| TASKS TO PERFORM |
a) From the forum thread, quote the stretch from "Another observation. Rendering" through "or software encoder.".
b) Summarize the forum thread in two sentences.
c) According to the forum thread, what GPU utilization appears when rendering to 1080p?

| EXTRACT PROVIDED |

Apple Silicon M1/M2 (Pro, Max, Ultra) VideoAI Performance — Neural Engine or GPU?

stephen.grubb · February 2, 2023, 3:03am

Another observation. Rendering to 1080p shows almost no GPU utilization (4-8%) and similar performance in 480p-1080 and 480p to 4k.

brock.gunter-smith · February 2, 2023, 3:30am

There are only a few encoding options that actually can use the hardware accelerated encoders. In reality though, it is typically the models being used and those parameters that limits the export speed. I’ve been doing exhaustive testing on this in both ffmpeg directly and through Video AI and have found very few instances where it actually makes a measurable distance to use the hardware encoders when I’m applying sharpening or denoise filters which take longer to process than my computers take to encode each frame regardless of whether it is using a hardware or software encoder.

| RECORDED DATA |
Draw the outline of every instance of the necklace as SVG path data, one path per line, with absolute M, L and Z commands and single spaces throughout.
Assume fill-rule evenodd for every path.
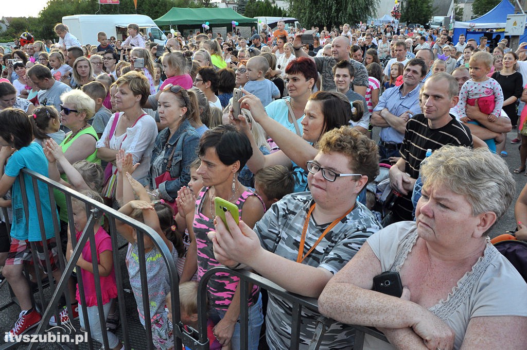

| RESPONSES FOR EACH TASK |
a)
Another observation. Rendering to 1080p shows almost no GPU utilization (4-8%) and similar performance in 480p-1080 and 480p to 4k.

brock.gunter-smith · February 2, 2023, 3:30am

There are only a few encoding options that actually can use the hardware accelerated encoders. In reality though, it is typically the models being used and those parameters that limits the export speed. I’ve been doing exhaustive testing on this in both ffmpeg directly and through Video AI and have found very few instances where it actually makes a measurable distance to use the hardware encoders when I’m applying sharpening or denoise filters which take longer to process than my computers take to encode each frame regardless of whether it is using a hardware or software encoder.

b) One post reports that rendering to 1080p shows almost no GPU utilization (4-8%) and similar performance for 480p to 1080p and 480p to 4K. A reply says only a few encoding options can use the hardware-accelerated encoders, and that export speed is typically limited by the models and their parameters, with hardware encoders rarely making a measurable difference when sharpening or denoise filters are applied.

c) Almost none, about 4-8%.